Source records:
■ ■ ■ ■

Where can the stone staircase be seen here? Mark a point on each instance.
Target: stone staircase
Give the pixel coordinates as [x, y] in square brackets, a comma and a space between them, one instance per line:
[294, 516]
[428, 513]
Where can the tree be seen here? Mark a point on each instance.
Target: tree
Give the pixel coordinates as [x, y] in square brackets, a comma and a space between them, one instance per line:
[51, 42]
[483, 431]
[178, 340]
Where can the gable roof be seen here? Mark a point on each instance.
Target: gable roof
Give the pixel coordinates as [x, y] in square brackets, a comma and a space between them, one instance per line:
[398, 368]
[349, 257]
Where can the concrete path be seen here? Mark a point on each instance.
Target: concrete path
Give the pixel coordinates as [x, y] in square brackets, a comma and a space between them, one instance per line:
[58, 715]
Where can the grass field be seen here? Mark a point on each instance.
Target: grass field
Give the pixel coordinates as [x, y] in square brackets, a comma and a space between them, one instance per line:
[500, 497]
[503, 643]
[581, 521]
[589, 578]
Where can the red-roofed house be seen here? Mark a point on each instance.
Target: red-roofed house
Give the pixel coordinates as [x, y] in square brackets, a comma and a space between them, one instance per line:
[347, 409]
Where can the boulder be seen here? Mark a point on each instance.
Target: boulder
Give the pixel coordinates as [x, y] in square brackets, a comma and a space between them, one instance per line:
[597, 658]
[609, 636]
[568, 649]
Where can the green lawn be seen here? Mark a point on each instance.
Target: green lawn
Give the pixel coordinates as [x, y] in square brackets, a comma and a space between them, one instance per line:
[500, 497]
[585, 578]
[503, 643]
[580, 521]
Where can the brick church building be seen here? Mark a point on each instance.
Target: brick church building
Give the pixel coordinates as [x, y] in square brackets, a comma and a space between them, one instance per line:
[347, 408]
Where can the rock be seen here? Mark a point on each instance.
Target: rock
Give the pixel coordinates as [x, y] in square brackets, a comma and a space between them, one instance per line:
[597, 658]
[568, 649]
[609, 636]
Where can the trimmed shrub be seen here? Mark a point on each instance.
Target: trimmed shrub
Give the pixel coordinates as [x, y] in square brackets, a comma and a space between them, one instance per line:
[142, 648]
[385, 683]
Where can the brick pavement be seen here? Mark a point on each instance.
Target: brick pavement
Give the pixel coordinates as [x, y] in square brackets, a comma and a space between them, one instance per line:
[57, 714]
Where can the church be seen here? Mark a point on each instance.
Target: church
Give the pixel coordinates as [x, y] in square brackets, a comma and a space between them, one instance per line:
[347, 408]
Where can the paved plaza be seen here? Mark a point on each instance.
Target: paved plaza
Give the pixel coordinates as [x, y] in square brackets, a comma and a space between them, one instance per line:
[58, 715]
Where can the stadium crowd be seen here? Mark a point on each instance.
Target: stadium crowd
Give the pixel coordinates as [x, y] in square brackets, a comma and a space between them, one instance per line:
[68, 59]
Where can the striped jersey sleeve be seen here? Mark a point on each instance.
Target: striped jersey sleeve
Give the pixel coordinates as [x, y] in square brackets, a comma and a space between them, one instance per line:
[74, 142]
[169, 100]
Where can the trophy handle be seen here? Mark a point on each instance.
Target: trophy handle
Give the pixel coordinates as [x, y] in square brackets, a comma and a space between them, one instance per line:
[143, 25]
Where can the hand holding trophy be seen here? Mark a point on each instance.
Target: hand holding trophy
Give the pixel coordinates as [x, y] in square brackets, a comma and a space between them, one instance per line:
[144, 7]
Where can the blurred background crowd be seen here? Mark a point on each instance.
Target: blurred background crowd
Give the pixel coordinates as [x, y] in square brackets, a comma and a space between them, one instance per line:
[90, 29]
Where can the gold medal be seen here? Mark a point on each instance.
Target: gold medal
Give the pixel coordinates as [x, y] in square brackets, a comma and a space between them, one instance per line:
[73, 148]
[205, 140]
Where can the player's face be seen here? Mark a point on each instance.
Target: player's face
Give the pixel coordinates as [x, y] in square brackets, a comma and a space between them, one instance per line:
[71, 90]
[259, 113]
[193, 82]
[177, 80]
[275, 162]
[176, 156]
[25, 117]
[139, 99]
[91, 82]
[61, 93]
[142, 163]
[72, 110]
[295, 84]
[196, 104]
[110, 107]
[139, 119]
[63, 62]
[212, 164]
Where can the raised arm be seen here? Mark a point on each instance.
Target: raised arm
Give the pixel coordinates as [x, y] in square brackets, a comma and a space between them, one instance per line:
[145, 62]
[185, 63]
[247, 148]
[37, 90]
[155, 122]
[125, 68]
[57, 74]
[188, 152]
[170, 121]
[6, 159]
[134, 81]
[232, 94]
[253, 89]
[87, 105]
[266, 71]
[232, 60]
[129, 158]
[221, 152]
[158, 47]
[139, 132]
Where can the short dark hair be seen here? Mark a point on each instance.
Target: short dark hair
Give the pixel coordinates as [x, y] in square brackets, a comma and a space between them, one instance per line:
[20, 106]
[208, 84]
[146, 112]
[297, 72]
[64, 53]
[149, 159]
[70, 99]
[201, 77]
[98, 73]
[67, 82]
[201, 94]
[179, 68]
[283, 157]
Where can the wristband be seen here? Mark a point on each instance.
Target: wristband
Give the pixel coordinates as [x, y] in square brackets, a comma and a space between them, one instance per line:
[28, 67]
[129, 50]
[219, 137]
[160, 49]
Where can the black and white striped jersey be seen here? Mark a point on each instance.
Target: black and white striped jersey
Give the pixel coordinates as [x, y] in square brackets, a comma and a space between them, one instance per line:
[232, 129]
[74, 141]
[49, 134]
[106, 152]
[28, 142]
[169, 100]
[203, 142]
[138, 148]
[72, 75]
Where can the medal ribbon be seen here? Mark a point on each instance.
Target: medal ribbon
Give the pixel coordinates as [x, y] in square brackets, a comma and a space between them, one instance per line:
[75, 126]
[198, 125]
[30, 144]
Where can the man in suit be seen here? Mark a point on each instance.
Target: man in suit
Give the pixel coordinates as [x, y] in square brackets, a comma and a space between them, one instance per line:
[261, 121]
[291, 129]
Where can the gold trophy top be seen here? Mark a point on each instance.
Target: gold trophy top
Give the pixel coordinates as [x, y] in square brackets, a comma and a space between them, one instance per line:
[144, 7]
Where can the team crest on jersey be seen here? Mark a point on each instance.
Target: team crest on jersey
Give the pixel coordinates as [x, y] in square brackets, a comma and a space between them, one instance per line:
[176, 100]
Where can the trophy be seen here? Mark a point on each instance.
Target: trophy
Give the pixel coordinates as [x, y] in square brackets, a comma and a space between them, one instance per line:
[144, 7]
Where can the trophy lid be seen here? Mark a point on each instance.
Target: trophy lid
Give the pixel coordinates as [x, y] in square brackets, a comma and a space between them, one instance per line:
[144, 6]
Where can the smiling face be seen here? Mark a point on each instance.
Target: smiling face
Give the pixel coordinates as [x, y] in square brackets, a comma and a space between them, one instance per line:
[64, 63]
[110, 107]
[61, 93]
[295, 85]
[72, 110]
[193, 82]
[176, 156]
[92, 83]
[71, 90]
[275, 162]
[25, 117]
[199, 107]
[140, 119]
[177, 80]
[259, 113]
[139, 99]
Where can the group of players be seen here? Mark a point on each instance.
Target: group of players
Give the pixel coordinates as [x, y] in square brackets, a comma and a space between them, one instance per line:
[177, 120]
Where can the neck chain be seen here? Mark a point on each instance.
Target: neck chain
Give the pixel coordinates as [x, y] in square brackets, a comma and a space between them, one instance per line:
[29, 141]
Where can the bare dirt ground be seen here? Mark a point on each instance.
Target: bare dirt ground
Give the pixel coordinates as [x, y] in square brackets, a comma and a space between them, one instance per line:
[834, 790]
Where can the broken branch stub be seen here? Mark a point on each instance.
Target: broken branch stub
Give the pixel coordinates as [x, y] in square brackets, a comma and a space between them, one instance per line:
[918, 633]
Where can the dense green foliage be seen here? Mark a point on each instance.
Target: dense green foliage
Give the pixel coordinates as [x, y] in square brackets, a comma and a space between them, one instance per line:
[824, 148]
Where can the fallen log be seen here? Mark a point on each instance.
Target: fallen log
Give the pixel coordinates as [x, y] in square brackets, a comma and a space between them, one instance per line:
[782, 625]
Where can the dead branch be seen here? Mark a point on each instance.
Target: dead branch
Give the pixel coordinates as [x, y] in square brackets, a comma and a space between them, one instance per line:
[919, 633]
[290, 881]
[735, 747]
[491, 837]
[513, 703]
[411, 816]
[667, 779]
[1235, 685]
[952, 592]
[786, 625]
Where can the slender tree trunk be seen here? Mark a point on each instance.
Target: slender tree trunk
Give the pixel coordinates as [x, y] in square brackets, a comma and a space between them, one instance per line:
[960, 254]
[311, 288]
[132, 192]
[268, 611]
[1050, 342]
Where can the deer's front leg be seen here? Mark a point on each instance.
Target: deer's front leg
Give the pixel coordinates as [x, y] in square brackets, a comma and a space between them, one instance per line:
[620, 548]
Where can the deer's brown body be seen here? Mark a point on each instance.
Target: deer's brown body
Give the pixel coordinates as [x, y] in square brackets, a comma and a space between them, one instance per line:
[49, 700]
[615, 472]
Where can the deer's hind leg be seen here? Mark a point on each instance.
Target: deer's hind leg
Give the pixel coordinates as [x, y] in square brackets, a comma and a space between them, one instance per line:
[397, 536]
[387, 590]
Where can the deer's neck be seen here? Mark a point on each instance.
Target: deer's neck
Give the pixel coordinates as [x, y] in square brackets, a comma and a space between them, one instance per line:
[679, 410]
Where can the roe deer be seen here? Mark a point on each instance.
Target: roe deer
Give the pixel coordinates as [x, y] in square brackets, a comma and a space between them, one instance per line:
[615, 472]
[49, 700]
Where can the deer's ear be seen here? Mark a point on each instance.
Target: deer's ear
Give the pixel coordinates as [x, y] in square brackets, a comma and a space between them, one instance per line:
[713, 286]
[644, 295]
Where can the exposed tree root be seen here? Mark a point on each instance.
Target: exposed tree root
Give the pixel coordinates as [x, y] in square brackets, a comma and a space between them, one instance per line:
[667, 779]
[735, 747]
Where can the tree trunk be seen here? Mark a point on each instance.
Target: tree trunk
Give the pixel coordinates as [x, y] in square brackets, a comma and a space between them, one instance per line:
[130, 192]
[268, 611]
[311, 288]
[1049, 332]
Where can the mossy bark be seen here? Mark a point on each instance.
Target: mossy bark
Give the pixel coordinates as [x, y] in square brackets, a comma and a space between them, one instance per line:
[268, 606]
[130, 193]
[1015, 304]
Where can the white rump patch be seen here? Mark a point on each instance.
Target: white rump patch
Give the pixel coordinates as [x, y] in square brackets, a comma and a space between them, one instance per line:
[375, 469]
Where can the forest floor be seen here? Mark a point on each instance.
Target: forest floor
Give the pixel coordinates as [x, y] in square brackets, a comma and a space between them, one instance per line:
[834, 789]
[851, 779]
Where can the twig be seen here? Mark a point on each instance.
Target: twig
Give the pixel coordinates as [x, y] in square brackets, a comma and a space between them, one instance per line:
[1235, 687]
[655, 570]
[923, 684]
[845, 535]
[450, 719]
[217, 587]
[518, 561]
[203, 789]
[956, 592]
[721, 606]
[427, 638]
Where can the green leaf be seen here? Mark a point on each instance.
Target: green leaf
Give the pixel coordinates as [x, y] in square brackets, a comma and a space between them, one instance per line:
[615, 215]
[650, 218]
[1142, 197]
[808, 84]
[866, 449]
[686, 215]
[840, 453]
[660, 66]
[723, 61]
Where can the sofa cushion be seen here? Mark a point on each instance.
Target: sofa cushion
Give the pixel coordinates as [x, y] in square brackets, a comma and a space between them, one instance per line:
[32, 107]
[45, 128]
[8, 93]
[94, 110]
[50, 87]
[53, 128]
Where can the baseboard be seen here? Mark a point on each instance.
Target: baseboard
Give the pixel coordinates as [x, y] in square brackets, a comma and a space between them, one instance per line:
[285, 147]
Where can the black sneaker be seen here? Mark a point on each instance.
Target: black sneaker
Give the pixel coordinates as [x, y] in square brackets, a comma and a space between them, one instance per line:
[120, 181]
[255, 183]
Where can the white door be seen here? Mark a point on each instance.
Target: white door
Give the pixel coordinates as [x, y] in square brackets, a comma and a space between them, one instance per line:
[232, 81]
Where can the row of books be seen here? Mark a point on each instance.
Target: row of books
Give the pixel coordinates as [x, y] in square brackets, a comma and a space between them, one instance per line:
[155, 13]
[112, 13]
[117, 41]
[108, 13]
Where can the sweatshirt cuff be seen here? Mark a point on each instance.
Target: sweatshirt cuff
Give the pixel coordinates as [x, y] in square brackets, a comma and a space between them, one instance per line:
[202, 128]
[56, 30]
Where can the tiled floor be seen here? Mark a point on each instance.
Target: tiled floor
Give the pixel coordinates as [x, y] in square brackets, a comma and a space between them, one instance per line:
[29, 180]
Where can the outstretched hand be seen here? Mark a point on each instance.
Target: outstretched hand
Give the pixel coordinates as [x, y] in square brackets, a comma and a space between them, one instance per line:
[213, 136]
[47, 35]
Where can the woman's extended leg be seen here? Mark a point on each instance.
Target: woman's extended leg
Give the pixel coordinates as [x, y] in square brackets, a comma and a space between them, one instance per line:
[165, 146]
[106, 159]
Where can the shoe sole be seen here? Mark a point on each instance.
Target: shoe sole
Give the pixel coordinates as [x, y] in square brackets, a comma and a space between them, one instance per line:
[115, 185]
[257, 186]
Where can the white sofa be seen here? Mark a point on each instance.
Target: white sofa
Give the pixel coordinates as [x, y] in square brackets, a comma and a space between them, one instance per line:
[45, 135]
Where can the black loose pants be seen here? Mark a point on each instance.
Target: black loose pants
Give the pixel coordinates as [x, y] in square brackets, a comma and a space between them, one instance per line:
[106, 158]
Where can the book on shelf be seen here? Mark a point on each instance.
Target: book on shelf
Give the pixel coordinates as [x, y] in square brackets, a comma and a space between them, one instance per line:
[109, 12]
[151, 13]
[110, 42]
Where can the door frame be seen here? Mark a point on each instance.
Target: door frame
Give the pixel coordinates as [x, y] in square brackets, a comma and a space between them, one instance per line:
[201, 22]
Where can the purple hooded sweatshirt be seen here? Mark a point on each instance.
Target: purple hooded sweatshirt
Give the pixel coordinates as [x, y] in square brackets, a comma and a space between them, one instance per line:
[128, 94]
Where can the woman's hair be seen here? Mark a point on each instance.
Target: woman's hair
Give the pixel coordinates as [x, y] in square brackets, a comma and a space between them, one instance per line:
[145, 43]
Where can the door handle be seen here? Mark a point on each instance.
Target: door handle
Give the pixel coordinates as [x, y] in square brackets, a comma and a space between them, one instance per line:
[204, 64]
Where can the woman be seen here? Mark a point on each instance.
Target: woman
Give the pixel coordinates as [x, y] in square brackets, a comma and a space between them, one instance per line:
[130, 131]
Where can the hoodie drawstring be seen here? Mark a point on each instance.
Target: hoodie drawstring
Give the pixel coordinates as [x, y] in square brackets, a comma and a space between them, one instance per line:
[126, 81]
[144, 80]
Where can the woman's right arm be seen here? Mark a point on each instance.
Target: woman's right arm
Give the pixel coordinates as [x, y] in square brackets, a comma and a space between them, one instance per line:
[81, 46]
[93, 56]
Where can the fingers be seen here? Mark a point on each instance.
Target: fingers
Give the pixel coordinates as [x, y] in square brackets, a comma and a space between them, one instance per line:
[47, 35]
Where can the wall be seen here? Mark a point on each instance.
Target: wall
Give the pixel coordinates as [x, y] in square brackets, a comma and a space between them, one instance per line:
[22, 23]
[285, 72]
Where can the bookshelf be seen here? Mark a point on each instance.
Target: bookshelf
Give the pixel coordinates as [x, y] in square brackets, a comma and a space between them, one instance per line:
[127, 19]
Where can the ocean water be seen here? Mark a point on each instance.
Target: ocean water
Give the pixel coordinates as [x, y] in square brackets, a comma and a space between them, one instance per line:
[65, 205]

■ ■ ■ ■

INSTRUCTIONS TO FOLLOW: Only the lines from the one that contains "Where can the door handle" to the end of the entries above should be given again, exactly and in full.

EXERCISE SOLUTION:
Where can the door handle be seen here? Mark a point on each instance.
Target: door handle
Give the pixel coordinates as [x, y] in square brackets, a comma and a space between them, one instance per line:
[204, 64]
Where can the woman be seen here? Mark a point on each instance.
Target: woman
Give the pixel coordinates as [x, y] in square brackets, a comma and a space between them, one instance per line:
[130, 131]
Where can the hoodie drawstring be seen here? Mark a point on each instance.
Target: hoodie drawstring
Give the pixel coordinates as [x, y] in square brackets, a comma and a space between them, one instance per line:
[126, 81]
[144, 80]
Where can the woman's right arm be seen here? Mark a point on each instance.
Target: woman's right arm
Give the pixel coordinates as [x, y] in square brackets, a comma and a space between them, one instance per line:
[81, 46]
[93, 56]
Where can the fingers be seen here? Mark a point on each instance.
Target: fingers
Give the pixel coordinates as [x, y] in square brackets, a comma and a space between them, one instance per line:
[47, 35]
Where can the wall be seen here? Mark a point on each instance.
Target: wall
Give the pixel coordinates as [x, y] in square brackets, a comma and a space between them, one instance per line:
[22, 23]
[285, 72]
Where can the bookshelf be seen here? Mark a point on each instance.
Target: bookshelf
Give the pixel coordinates as [x, y] in square brackets, a comma and a space between them, one instance per line:
[127, 19]
Where can the ocean water be seen here? Mark a point on each instance.
Target: ocean water
Give the pixel coordinates as [x, y] in square brackets, a comma and a space between them, one instance per line:
[65, 205]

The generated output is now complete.